GIVEN RECORDS>
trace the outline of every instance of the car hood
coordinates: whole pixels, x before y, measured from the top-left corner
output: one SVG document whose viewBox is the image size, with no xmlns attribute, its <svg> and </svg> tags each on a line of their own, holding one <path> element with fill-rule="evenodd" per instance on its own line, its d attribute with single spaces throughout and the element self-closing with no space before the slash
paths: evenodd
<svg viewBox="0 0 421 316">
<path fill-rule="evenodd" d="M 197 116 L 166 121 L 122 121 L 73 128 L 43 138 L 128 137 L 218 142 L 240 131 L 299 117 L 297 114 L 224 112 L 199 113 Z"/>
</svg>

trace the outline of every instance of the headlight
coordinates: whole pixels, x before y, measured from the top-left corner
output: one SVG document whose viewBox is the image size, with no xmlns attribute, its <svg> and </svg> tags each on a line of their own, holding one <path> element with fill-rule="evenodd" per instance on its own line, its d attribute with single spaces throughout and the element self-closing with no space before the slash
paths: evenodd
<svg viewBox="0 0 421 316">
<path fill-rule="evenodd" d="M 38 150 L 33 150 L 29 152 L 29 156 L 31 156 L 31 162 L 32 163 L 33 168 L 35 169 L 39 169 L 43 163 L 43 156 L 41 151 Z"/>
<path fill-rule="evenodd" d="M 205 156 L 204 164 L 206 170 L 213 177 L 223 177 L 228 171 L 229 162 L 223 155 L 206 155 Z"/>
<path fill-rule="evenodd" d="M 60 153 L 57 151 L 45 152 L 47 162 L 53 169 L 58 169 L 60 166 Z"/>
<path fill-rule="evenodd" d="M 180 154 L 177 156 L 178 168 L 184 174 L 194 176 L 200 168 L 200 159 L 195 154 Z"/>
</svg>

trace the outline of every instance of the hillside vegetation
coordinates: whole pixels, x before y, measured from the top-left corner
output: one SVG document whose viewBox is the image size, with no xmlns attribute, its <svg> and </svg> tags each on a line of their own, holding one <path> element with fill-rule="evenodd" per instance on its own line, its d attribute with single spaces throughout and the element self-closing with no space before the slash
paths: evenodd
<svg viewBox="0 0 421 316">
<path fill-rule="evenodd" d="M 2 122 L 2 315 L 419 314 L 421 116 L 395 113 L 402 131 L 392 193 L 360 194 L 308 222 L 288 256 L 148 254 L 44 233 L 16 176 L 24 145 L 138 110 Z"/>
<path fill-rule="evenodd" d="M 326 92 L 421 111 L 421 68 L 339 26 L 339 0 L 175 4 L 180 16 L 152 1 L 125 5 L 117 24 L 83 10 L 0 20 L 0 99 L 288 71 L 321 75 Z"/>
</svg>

THE REQUEST> Rewrite the stretch from the line containing "trace the outline of every instance of the headlight" through the last of the lines, requests included. Offset every number in their answers by -68, both the viewBox values and the path coordinates.

CORRECT OUTPUT>
trace the outline of every instance of the headlight
coordinates: whole pixels, x before y, measured from the top-left corner
output: one SVG document whose viewBox is the image size, with no xmlns attribute, its <svg> and </svg> tags each on a line of their own, holding one <path> element with fill-rule="evenodd" per instance on its own line, its d attribute with single spaces throughout and the element self-closing with no space before the slash
paths: evenodd
<svg viewBox="-68 -68 353 248">
<path fill-rule="evenodd" d="M -30 82 L -35 82 L -39 84 L -39 88 L -37 88 L -37 94 L -36 95 L -35 100 L -33 101 L -29 101 L -25 95 L -25 88 L -27 83 Z"/>
<path fill-rule="evenodd" d="M 137 88 L 136 96 L 138 102 L 145 109 L 155 109 L 160 103 L 161 94 L 155 87 L 138 87 Z"/>
<path fill-rule="evenodd" d="M -8 85 L -11 83 L -23 84 L -21 94 L -15 101 L -10 101 L -8 98 Z"/>
<path fill-rule="evenodd" d="M 112 86 L 109 88 L 110 100 L 116 106 L 126 108 L 132 100 L 132 91 L 127 86 Z"/>
</svg>

trace the outline of every instance of the hillside vegetation
coordinates: whole pixels, x before y, measured from the top-left corner
output: one SVG document whose viewBox is the image size, with no xmlns attribute, its <svg> and </svg> tags each on a line of their own, holding one <path> element with fill-rule="evenodd" per instance on its own line, its d attribute with single spaces throughout and the element self-closing with no space before the slash
paths: evenodd
<svg viewBox="-68 -68 353 248">
<path fill-rule="evenodd" d="M -66 54 L -66 247 L 351 246 L 353 48 L 327 45 L 334 63 L 324 125 L 292 126 L 240 154 L 220 188 L 80 186 L -24 165 L -52 108 L -44 77 L 70 42 Z"/>
<path fill-rule="evenodd" d="M 258 24 L 353 43 L 353 0 L 271 -42 L 271 -68 L 107 -64 L 112 -52 L 84 -67 L 57 -63 L 49 -44 L 15 -58 L -68 -48 L -68 31 L 220 3 L 253 7 Z"/>
</svg>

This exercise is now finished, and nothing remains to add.